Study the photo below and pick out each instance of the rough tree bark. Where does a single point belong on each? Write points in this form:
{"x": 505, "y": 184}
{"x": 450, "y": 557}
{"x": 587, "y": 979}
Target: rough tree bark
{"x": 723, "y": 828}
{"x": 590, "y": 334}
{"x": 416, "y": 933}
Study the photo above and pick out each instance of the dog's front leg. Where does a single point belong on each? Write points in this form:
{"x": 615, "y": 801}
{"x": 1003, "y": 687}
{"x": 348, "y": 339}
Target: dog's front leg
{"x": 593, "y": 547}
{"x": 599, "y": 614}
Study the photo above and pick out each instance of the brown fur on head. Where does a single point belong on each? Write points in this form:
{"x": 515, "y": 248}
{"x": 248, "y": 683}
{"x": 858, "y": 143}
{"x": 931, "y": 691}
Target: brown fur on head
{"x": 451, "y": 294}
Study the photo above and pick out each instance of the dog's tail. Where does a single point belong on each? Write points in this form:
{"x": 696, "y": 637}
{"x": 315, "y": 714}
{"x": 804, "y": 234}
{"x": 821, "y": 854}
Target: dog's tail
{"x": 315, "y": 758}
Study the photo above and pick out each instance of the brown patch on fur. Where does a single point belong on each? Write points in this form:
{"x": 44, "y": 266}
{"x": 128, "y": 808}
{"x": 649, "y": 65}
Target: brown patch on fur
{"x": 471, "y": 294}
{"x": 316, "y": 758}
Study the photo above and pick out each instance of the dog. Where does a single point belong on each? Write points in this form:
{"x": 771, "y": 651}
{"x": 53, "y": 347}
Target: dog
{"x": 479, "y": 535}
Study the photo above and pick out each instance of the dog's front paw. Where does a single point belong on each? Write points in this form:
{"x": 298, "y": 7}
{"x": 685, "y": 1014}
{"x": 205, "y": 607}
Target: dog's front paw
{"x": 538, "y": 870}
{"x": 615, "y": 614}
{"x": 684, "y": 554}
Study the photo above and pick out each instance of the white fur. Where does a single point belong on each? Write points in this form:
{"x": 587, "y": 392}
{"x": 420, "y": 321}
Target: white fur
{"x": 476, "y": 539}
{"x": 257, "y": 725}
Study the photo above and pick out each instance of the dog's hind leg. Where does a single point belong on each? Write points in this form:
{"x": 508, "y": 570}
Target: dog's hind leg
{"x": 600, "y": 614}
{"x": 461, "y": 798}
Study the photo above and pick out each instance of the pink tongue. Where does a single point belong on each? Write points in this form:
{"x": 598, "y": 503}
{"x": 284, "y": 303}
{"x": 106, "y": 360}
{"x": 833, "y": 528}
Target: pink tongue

======

§ **Problem statement**
Reproduce verbatim every line of the records from the one containing "the dog's tail." down to the final line, including both of those lines.

§ **Output for this task**
Study the photo above and pick out each instance of the dog's tail. Where does a single point belong on each? Write points in this form:
{"x": 696, "y": 637}
{"x": 315, "y": 714}
{"x": 804, "y": 234}
{"x": 821, "y": 854}
Target: dog's tail
{"x": 315, "y": 758}
Study the photo above and pick out each instance of the brown patch on fur. Where does a single point belong on each? Write points in this form:
{"x": 44, "y": 266}
{"x": 128, "y": 808}
{"x": 649, "y": 65}
Target: brown patch on fur
{"x": 471, "y": 294}
{"x": 316, "y": 758}
Study the photo above and pick out each instance of the dog. Where does a single point belong on each? Write points in this form:
{"x": 771, "y": 651}
{"x": 53, "y": 347}
Target: dog
{"x": 479, "y": 535}
Study the photo above and pick out each instance of the dog's front paw. Where does a single point belong on each? Write points in this form:
{"x": 298, "y": 7}
{"x": 685, "y": 1014}
{"x": 205, "y": 607}
Target: dog's front paw
{"x": 538, "y": 870}
{"x": 615, "y": 614}
{"x": 684, "y": 554}
Study the photo above and pick out each instance of the white fur. Where does a single point belong on each? Write points in this form:
{"x": 587, "y": 392}
{"x": 420, "y": 321}
Target: white fur
{"x": 476, "y": 539}
{"x": 257, "y": 725}
Study the photo above and pick out each instance of the dog's hind leg. Where does a single point belong on each? Write points in this form:
{"x": 508, "y": 570}
Target: dog's hind leg
{"x": 600, "y": 614}
{"x": 461, "y": 798}
Study the photo above and pick out each instance of the pink tongue. Where does a single point belong on each? Write points in this form:
{"x": 598, "y": 503}
{"x": 284, "y": 303}
{"x": 106, "y": 360}
{"x": 833, "y": 528}
Target: pink tongue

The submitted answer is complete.